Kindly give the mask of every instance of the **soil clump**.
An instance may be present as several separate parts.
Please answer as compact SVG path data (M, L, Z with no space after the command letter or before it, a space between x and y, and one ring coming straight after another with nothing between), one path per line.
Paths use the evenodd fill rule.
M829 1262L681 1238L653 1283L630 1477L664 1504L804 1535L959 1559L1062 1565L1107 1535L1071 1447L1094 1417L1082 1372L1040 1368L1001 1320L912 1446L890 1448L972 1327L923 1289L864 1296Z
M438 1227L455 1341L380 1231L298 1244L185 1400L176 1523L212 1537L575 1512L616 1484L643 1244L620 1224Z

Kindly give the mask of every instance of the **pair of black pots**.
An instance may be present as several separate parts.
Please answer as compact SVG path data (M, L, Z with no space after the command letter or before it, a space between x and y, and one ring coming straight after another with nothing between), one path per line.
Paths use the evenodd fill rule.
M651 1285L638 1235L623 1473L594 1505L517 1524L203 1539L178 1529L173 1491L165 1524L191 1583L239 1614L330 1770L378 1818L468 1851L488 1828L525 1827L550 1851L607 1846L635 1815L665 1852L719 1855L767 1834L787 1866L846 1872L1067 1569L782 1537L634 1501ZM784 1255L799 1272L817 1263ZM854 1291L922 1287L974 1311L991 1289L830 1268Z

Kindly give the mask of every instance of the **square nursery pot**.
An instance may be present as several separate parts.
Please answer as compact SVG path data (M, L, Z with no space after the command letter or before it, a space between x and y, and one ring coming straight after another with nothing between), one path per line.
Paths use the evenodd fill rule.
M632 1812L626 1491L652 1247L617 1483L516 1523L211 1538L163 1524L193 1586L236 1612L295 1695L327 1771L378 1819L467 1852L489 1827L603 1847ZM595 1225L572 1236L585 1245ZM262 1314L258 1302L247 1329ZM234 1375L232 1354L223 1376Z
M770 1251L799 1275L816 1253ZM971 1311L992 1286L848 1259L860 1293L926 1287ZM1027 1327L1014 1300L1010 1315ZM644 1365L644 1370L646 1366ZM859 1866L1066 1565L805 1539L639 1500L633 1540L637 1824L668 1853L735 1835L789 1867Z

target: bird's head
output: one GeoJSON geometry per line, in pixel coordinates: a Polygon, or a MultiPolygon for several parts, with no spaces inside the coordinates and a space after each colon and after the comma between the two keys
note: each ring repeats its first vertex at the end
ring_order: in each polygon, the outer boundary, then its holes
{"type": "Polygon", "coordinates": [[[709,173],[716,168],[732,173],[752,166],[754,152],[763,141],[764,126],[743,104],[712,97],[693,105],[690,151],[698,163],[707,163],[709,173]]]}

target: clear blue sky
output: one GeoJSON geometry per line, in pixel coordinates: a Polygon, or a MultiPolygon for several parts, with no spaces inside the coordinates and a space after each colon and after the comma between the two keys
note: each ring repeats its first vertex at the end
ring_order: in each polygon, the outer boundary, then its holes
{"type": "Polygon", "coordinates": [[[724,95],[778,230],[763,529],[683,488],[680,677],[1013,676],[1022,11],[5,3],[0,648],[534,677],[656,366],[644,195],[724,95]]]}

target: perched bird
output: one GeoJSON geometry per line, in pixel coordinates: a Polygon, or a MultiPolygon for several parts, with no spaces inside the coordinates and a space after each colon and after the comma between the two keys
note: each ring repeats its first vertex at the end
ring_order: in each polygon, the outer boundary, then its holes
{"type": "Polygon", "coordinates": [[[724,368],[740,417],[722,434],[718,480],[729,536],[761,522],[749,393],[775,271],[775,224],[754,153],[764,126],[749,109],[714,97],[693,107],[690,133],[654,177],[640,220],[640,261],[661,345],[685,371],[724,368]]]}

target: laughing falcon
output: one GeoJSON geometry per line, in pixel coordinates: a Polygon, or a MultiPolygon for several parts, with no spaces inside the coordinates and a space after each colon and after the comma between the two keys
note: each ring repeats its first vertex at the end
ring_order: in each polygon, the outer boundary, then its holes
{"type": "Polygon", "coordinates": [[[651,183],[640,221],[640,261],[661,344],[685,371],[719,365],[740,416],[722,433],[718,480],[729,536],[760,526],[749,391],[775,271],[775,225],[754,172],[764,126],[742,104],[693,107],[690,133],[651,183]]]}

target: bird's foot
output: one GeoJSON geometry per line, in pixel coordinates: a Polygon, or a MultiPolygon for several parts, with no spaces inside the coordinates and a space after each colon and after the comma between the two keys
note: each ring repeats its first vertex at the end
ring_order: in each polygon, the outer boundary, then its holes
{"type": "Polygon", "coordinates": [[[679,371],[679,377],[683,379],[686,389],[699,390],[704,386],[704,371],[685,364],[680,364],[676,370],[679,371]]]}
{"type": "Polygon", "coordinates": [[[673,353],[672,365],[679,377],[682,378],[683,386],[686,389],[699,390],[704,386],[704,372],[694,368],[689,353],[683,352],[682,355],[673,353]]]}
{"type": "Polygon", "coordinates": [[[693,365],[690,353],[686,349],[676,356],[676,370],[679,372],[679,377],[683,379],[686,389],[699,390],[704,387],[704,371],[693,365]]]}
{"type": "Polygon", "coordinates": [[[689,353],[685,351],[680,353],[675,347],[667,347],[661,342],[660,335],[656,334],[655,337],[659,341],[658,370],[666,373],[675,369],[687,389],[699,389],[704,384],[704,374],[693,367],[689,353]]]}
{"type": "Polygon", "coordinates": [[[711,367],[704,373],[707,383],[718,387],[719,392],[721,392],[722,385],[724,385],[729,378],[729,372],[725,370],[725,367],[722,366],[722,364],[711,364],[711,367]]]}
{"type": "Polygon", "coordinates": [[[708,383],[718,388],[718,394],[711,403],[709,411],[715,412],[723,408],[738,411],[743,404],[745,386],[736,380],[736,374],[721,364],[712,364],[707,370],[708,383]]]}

# TASK DESCRIPTION
Copy the listing above out again in its entirety, exactly as written.

# OUTPUT OF THE TASK
Kindly give the mask of every instance of the **soil clump**.
An instance may be present as several separate parts.
Please answer as compact SVG path data (M, L, Z with no space after the command letter or before it, a space between x and y, and one ring coming straight after another with nothing between), one path per line.
Paths use the evenodd fill rule.
M829 1262L681 1238L653 1283L630 1477L664 1504L804 1535L959 1559L1062 1565L1107 1535L1071 1447L1094 1417L1082 1372L1040 1368L1001 1320L912 1446L890 1448L972 1327L923 1289L864 1296Z
M438 1227L455 1341L380 1231L298 1244L185 1400L176 1523L212 1537L575 1512L616 1484L643 1244L620 1224Z

Kindly give the mask of every instance of the **pair of black pots**.
An instance may be present as several separate parts.
Please answer as compact SVG path data (M, L, Z with no space after the command letter or before it, a space between x and y, and one ring coming straight after another with nothing between), one path per line.
Paths use the evenodd fill rule.
M651 1285L638 1235L623 1473L594 1505L517 1524L203 1539L178 1529L173 1491L165 1524L191 1583L239 1614L330 1770L378 1818L468 1851L488 1828L525 1827L550 1851L607 1846L635 1815L665 1852L719 1855L767 1834L787 1866L846 1872L1067 1569L782 1537L634 1501ZM784 1255L799 1272L817 1263ZM854 1291L922 1287L974 1311L991 1289L830 1268Z

Kindly give the mask of every instance of the **square nursery pot**.
An instance may be present as several separate parts.
Please answer as compact SVG path data (M, L, Z with no space after the command letter or before it, a space between x and y, and one ring coming straight after another with nothing between), one path per line.
Paths use the evenodd fill rule.
M632 1812L626 1491L652 1247L617 1483L516 1523L211 1538L163 1524L193 1586L236 1612L295 1695L327 1771L378 1819L467 1852L489 1827L603 1847ZM595 1225L572 1236L585 1245ZM262 1314L258 1302L247 1329ZM234 1375L232 1354L223 1376Z
M770 1251L799 1275L816 1253ZM971 1311L992 1286L848 1259L860 1293L926 1287ZM1027 1327L1014 1300L1010 1315ZM644 1365L644 1370L646 1366ZM859 1866L1066 1565L805 1539L639 1500L633 1540L637 1824L668 1853L735 1835L789 1867Z

target: bird's head
output: one GeoJSON geometry per line, in pixel coordinates: a Polygon, or a MultiPolygon for several parts, with no spaces inside the coordinates and a space after each colon and after the comma between the two keys
note: each ring repeats its first vertex at the end
ring_order: in each polygon, the outer boundary, then its holes
{"type": "Polygon", "coordinates": [[[709,173],[716,168],[732,173],[752,166],[754,152],[763,141],[764,126],[743,104],[712,97],[693,105],[690,151],[698,163],[707,163],[709,173]]]}

target: clear blue sky
output: one GeoJSON geometry per line, in pixel coordinates: a Polygon, or a MultiPolygon for several parts, with no spaces inside the coordinates and a space after each colon and after the comma between the two keys
note: each ring repeats its first vertex at the end
ring_order: in each polygon, the outer boundary, then its holes
{"type": "Polygon", "coordinates": [[[724,95],[778,230],[763,529],[683,488],[680,677],[1013,676],[1022,11],[5,3],[0,648],[534,677],[656,366],[644,195],[724,95]]]}

target: perched bird
output: one GeoJSON geometry per line, in pixel coordinates: a Polygon, or a MultiPolygon for several parts, with no spaces inside the coordinates and a space after each colon and after the comma between the two keys
note: each ring repeats its first vertex at the end
ring_order: in each polygon, the outer boundary, then its holes
{"type": "Polygon", "coordinates": [[[724,368],[740,417],[722,434],[718,480],[729,536],[761,522],[749,393],[775,271],[775,224],[754,153],[764,126],[749,109],[714,97],[693,107],[690,133],[654,177],[640,220],[640,261],[661,345],[685,371],[724,368]]]}

target: laughing falcon
output: one GeoJSON geometry per line, in pixel coordinates: a Polygon, or a MultiPolygon for several parts, with no spaces inside the coordinates and a space after each colon and after the comma between the two keys
note: each ring repeats its first vertex at the end
ring_order: in each polygon, the outer boundary, then its holes
{"type": "Polygon", "coordinates": [[[651,183],[640,221],[640,261],[661,344],[685,371],[719,365],[740,416],[722,433],[718,480],[729,536],[760,526],[749,391],[775,271],[775,225],[754,172],[764,126],[742,104],[693,107],[690,133],[651,183]]]}

target: bird's foot
output: one GeoJSON geometry per line, in pixel coordinates: a Polygon, or a MultiPolygon for several parts, with no spaces inside the coordinates and a space after each colon and after the comma between the two keys
note: each ring repeats its first vertex at the end
ring_order: in each polygon, the outer boundary, then its holes
{"type": "Polygon", "coordinates": [[[679,371],[679,377],[683,379],[686,389],[699,390],[704,386],[704,371],[685,364],[680,364],[676,370],[679,371]]]}
{"type": "Polygon", "coordinates": [[[673,353],[672,365],[679,377],[682,378],[683,386],[686,389],[699,390],[704,386],[704,372],[694,368],[689,353],[683,352],[682,355],[673,353]]]}
{"type": "Polygon", "coordinates": [[[693,365],[690,353],[686,349],[676,356],[676,370],[679,372],[679,377],[683,379],[686,389],[699,390],[704,387],[704,371],[693,365]]]}
{"type": "Polygon", "coordinates": [[[689,353],[685,351],[680,353],[675,347],[667,347],[661,342],[660,335],[656,334],[655,337],[659,341],[658,370],[666,373],[675,369],[687,389],[699,389],[704,384],[704,374],[693,367],[689,353]]]}
{"type": "Polygon", "coordinates": [[[711,367],[704,373],[707,383],[718,387],[719,392],[721,392],[722,385],[724,385],[729,378],[729,372],[725,370],[725,367],[722,366],[722,364],[711,364],[711,367]]]}
{"type": "Polygon", "coordinates": [[[708,383],[718,388],[718,394],[711,403],[709,411],[715,412],[723,408],[738,411],[743,404],[745,386],[736,380],[736,374],[721,364],[712,364],[707,370],[708,383]]]}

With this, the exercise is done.